-------- Page text --------
The Voronoi diagram is closely related to gravity models:
every cell in the raster map gravitates towards the closest center
point in the input point pattern.
If you change the gravitational attraction of individual points,
you get a weighted Voronoi diagram. If you change the measure
of gravity by switching from straight-line distance to e.g. cost-based
then you get something more complex and realistic than any Voronoi
algorithm can provide.
In Archaeology, a simple formula (called Xtent) has been used
to calculate such gravity models for a long time:
I = C^a - k*d
With "I" being the "influence" of an input point. "I" gets calculated
for every input point at every cell in the map. The input point with
highest "I" wins and the cell gets assigned to that point's ID.
(C^a) is the weight of a point. (k*d) is your (weighted) distance
measure.
Set (C^a) constant and use a straight-line distance measure and you
get your basic Voronoi diagram. Assign different weights to C and
you get a weighted diagram. Replace (k*d) with a more realistic,
cost-based measure and you get something ... really cool.
I am sure, there is a myriad of similar models/formulas in other
disciplines.
-------- Data lines --------
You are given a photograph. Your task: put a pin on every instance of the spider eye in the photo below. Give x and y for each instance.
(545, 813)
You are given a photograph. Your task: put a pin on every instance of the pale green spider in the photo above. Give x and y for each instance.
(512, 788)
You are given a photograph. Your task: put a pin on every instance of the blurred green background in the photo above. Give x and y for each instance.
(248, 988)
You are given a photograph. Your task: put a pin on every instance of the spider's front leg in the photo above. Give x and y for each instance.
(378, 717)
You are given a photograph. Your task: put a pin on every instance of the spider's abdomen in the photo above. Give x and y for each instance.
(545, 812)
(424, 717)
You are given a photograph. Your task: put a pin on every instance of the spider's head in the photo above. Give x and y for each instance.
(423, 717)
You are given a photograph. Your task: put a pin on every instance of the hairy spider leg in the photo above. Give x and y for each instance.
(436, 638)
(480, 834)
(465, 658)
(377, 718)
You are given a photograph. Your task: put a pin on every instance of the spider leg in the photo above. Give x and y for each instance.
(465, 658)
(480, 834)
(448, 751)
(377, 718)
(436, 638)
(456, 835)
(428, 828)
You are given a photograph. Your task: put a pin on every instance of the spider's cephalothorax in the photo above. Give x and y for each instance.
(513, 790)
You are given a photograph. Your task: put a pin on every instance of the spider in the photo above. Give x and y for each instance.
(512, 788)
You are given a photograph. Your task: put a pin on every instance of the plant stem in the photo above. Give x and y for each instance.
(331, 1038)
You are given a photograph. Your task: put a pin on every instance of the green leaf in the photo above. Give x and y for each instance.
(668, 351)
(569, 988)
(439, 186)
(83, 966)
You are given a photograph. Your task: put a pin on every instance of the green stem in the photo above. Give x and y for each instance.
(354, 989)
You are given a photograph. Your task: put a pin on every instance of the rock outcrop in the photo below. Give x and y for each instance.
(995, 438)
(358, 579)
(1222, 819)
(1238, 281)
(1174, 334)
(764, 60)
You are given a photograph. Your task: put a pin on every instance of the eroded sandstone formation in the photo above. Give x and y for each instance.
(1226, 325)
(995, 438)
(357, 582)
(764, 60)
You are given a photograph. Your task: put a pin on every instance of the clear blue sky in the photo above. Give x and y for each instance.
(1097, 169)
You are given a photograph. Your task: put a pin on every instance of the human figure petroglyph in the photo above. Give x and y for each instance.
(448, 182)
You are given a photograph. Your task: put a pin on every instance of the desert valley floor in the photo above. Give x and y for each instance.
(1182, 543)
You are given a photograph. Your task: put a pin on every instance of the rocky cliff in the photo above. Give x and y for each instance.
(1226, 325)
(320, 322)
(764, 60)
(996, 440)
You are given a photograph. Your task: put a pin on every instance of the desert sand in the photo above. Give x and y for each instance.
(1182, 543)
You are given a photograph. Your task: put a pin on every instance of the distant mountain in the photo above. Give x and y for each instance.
--------
Set of tasks:
• A. Rewrite the rows starting with the line that contains "of the human" and going on through the end of the rows, replacing "put a pin on" with "mark" and leaving everything else unchanged.
• B. Write the next part of the passage on Voronoi diagrams and gravity models, picking up after its final sentence.

Results for the exercise:
• A.
You are given a photograph. Your task: mark every instance of the human figure petroglyph in the photo above. Give x and y for each instance.
(448, 182)
You are given a photograph. Your task: mark every instance of the desert valley floor in the photo above. Give x and y for each instance.
(1182, 543)
You are given a photograph. Your task: mark every instance of the rocky cliff in the photo above. Give x and y for each instance.
(1226, 325)
(320, 322)
(764, 60)
(996, 440)
You are given a photograph. Your task: mark every instance of the desert sand in the photo above. Give x and y for each instance.
(1182, 543)
You are given a photograph. Your task: mark every instance of the distant mountain in the photo above. Give x and y for each instance.

• B.
I have actually written a GRASS module called r.xtent based on
this. It still has some known bugs, however, and I simply don't have
the time to fix it right now. It's also pretty bloated and inefficient,
so a clean, more minimalistic start might not be a bad idea.
Ben
Jan Hartmann wrote:
Wouldn't this work with cost surfaces too? Starting from several points
(the Thiessen centers) with a grid cell cost information raster
containing only the value "one", you get a raster representation of a
classic Thiessen structure. Manipulating the cost information raster ,
you should get something like a weighted Thiessen structure. The last
step would be to extract the boundaries between the polygons in vector
format, with the methods above. Starting from each center point, the
cost surface will rise, until it meets the rising surface from an
adjacent point. At this location, slope becomes zero. These zero slope
areas are effectively the Thiessen polygons, and can be vectorized. For
normal Thiessen polygons, this should be no problem, but I am not sure
what happens with really complex weighted cases. Does anyone have any
experience with this?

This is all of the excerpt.